Report each line of the listing below that contains the string "asphalt", matching case exactly.
[START]
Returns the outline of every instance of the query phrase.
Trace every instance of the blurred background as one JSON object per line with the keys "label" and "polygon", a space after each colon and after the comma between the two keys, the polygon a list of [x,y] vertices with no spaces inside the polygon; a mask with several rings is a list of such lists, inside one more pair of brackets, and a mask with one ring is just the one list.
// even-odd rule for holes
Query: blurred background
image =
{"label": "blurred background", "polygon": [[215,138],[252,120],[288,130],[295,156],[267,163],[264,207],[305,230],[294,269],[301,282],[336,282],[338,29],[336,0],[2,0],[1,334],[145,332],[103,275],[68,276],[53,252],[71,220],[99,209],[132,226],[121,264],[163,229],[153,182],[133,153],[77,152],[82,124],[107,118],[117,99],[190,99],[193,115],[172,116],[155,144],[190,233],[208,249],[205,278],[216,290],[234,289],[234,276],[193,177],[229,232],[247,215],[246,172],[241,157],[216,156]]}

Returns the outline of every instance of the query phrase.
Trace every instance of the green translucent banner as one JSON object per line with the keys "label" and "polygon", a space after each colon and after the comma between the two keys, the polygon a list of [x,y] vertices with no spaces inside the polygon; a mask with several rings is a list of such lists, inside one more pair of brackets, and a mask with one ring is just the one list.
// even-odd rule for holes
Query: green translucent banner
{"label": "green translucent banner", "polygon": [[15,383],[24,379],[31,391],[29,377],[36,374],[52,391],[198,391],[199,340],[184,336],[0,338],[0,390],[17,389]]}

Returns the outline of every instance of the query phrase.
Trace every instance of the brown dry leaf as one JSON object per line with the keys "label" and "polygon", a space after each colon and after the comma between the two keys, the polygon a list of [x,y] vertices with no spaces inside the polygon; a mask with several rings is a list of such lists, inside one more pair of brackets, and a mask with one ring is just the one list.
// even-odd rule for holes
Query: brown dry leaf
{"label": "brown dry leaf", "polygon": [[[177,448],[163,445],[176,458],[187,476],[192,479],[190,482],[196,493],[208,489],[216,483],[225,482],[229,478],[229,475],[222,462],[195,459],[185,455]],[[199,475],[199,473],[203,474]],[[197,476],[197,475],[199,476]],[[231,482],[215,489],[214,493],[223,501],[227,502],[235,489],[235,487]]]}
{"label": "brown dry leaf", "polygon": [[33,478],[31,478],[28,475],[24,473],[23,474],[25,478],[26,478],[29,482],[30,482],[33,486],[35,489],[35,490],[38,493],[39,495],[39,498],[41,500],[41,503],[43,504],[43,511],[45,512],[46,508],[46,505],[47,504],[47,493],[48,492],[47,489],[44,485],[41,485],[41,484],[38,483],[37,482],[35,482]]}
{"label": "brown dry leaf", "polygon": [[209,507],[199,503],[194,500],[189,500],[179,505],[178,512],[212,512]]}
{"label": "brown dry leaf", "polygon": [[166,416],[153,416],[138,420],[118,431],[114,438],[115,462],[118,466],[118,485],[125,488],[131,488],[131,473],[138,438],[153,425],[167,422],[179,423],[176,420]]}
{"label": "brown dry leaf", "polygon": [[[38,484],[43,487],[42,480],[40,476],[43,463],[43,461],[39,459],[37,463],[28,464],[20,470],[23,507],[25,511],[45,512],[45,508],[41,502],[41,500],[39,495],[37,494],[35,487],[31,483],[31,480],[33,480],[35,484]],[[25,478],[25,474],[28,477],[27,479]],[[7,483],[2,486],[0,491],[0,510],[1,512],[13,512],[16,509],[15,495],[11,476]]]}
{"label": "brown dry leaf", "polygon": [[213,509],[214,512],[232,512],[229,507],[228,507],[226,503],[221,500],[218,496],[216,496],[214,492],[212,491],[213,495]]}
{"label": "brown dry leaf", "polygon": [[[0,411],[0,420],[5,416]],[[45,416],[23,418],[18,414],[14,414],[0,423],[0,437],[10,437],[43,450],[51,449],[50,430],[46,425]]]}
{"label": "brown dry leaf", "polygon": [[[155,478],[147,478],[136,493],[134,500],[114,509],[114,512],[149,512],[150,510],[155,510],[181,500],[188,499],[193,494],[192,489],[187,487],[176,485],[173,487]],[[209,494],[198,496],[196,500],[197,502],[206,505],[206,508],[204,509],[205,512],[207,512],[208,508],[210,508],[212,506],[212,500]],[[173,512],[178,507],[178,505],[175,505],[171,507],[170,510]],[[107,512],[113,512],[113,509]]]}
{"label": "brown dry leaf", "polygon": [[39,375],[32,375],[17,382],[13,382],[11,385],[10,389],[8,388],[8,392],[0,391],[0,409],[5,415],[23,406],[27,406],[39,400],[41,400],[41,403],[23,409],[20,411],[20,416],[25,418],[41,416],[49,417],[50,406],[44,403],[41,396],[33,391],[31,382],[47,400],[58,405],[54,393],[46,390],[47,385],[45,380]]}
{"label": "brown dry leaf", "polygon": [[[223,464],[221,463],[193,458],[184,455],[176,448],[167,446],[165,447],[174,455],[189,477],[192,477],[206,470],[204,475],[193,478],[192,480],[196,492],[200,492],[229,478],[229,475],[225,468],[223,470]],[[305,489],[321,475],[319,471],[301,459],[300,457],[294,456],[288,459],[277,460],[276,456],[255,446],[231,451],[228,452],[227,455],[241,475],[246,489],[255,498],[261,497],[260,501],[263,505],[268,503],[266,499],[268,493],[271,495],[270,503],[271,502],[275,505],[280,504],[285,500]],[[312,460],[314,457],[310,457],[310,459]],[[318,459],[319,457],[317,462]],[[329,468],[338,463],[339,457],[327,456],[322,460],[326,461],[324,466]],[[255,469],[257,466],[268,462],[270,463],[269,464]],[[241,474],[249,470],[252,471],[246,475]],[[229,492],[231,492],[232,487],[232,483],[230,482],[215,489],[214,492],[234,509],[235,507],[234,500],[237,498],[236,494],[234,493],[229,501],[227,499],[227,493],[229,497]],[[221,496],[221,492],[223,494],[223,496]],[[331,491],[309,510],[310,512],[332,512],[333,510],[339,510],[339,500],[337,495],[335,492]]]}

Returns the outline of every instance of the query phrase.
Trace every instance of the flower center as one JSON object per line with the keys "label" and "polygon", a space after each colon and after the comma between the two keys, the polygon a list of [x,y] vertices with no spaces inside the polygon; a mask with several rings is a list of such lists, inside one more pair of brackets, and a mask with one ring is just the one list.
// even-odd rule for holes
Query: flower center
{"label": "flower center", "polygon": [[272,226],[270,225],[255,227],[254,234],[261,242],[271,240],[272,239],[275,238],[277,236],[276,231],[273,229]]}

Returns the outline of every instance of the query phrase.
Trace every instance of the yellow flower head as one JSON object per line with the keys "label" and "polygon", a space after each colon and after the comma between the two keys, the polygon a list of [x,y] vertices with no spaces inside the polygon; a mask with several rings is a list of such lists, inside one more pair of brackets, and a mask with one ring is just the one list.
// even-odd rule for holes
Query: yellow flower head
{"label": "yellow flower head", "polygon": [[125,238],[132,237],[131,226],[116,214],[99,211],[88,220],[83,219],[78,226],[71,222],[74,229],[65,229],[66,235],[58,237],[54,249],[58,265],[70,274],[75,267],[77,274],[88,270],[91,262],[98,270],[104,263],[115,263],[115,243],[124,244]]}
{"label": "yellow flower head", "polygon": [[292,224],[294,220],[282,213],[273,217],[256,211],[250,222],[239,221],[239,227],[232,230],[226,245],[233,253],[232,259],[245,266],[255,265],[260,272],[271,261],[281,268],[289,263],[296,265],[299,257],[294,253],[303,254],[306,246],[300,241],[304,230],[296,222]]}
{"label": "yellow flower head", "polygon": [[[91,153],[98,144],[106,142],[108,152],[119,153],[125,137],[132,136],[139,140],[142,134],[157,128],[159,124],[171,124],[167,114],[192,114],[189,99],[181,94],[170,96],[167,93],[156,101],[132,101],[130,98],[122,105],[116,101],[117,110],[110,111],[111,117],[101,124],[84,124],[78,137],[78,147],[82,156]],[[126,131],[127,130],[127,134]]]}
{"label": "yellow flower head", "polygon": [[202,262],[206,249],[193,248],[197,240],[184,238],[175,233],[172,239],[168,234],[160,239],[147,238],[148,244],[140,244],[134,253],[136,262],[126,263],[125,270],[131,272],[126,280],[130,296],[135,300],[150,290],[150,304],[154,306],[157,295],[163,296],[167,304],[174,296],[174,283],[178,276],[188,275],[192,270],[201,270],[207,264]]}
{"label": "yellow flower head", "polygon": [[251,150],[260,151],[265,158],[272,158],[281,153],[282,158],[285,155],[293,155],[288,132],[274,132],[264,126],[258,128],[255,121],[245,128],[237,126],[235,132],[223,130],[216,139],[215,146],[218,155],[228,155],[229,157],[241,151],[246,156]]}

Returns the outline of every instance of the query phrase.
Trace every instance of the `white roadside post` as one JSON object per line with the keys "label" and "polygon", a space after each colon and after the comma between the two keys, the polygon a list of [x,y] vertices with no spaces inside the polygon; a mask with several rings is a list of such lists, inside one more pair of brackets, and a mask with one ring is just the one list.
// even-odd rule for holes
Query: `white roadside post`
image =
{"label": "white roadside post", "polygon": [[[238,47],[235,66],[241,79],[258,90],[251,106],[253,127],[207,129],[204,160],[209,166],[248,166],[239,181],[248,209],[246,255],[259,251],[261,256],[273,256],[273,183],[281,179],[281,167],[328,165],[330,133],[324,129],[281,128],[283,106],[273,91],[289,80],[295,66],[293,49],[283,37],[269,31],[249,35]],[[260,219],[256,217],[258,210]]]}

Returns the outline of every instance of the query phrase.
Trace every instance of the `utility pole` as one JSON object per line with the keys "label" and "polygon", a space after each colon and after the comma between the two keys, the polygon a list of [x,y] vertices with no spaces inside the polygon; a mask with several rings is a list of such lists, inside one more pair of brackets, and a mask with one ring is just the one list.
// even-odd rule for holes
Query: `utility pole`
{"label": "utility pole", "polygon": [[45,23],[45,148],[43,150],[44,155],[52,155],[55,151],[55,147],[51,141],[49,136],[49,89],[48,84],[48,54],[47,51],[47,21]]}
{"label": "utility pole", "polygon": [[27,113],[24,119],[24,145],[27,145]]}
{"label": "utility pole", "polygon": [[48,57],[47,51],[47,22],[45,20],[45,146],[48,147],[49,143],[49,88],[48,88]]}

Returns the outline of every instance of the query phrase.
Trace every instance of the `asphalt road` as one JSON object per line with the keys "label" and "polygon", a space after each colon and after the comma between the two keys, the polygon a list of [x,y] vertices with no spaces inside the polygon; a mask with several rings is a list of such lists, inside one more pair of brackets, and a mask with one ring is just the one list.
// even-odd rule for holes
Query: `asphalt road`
[END]
→ **Result of this exercise**:
Trace every instance of the `asphalt road` as one JSON object per line with the keys "label" and "polygon", a space after each colon and after the comma between the two keys, the polygon a list of [x,y] vertices with no spaces inside the polygon; a mask with several rings is a list of such lists, inside one more pair of brackets, and a mask with one ring is just the one list.
Query: `asphalt road`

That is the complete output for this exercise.